Word for word, set down every record that appears below.

------ Material for this task

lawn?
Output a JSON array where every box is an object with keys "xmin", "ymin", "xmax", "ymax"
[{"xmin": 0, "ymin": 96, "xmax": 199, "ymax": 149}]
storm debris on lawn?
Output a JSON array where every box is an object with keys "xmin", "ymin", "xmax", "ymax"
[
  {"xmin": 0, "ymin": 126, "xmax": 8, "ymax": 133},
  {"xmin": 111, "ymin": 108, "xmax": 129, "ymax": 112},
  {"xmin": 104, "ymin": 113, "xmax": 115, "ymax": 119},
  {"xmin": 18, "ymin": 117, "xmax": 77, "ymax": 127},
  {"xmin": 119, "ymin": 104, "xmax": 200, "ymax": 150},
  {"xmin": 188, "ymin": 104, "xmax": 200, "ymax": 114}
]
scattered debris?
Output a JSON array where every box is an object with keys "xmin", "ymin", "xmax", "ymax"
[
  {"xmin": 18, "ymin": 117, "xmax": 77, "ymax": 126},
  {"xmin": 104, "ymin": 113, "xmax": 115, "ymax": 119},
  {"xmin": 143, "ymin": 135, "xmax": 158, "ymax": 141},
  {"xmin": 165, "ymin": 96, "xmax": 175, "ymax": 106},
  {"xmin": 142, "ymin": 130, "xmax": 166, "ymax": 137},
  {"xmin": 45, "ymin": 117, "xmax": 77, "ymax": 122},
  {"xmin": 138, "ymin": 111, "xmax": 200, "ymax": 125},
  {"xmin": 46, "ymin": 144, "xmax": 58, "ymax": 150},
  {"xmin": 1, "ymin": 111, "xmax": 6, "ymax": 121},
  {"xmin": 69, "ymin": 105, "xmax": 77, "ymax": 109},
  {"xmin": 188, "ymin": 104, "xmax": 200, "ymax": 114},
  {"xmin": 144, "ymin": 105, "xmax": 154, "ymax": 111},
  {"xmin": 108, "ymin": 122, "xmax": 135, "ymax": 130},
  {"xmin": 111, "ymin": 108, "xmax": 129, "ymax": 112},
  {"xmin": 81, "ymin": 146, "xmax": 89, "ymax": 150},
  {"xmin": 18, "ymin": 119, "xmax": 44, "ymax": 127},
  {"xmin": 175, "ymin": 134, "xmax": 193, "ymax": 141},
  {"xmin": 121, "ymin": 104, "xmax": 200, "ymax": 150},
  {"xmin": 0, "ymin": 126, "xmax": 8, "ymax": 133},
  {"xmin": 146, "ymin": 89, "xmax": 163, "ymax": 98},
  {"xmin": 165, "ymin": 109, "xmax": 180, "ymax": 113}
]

------------

**Exercise response:**
lawn?
Output a JSON array where every box is an object with keys "xmin", "ymin", "xmax", "ymax"
[{"xmin": 0, "ymin": 96, "xmax": 199, "ymax": 149}]
storm debris on lawn?
Output a JSON array where every box is an object with keys "xmin", "ymin", "xmax", "ymax"
[
  {"xmin": 0, "ymin": 126, "xmax": 8, "ymax": 133},
  {"xmin": 111, "ymin": 108, "xmax": 129, "ymax": 112},
  {"xmin": 104, "ymin": 113, "xmax": 115, "ymax": 119},
  {"xmin": 18, "ymin": 117, "xmax": 77, "ymax": 127},
  {"xmin": 119, "ymin": 104, "xmax": 200, "ymax": 150},
  {"xmin": 188, "ymin": 104, "xmax": 200, "ymax": 114}
]
scattered debris?
Output a JSON array where every box is an object with keys "xmin", "ymin", "xmax", "ymax"
[
  {"xmin": 18, "ymin": 117, "xmax": 77, "ymax": 126},
  {"xmin": 104, "ymin": 113, "xmax": 115, "ymax": 119},
  {"xmin": 143, "ymin": 135, "xmax": 158, "ymax": 141},
  {"xmin": 165, "ymin": 96, "xmax": 175, "ymax": 106},
  {"xmin": 142, "ymin": 130, "xmax": 166, "ymax": 137},
  {"xmin": 45, "ymin": 117, "xmax": 77, "ymax": 122},
  {"xmin": 138, "ymin": 111, "xmax": 200, "ymax": 125},
  {"xmin": 46, "ymin": 144, "xmax": 58, "ymax": 150},
  {"xmin": 1, "ymin": 111, "xmax": 6, "ymax": 121},
  {"xmin": 69, "ymin": 105, "xmax": 77, "ymax": 109},
  {"xmin": 188, "ymin": 104, "xmax": 200, "ymax": 114},
  {"xmin": 144, "ymin": 105, "xmax": 154, "ymax": 111},
  {"xmin": 108, "ymin": 122, "xmax": 135, "ymax": 130},
  {"xmin": 111, "ymin": 108, "xmax": 129, "ymax": 112},
  {"xmin": 81, "ymin": 146, "xmax": 89, "ymax": 150},
  {"xmin": 18, "ymin": 119, "xmax": 44, "ymax": 127},
  {"xmin": 175, "ymin": 134, "xmax": 193, "ymax": 141},
  {"xmin": 121, "ymin": 104, "xmax": 200, "ymax": 150},
  {"xmin": 0, "ymin": 126, "xmax": 8, "ymax": 133},
  {"xmin": 146, "ymin": 89, "xmax": 163, "ymax": 98},
  {"xmin": 165, "ymin": 109, "xmax": 180, "ymax": 113}
]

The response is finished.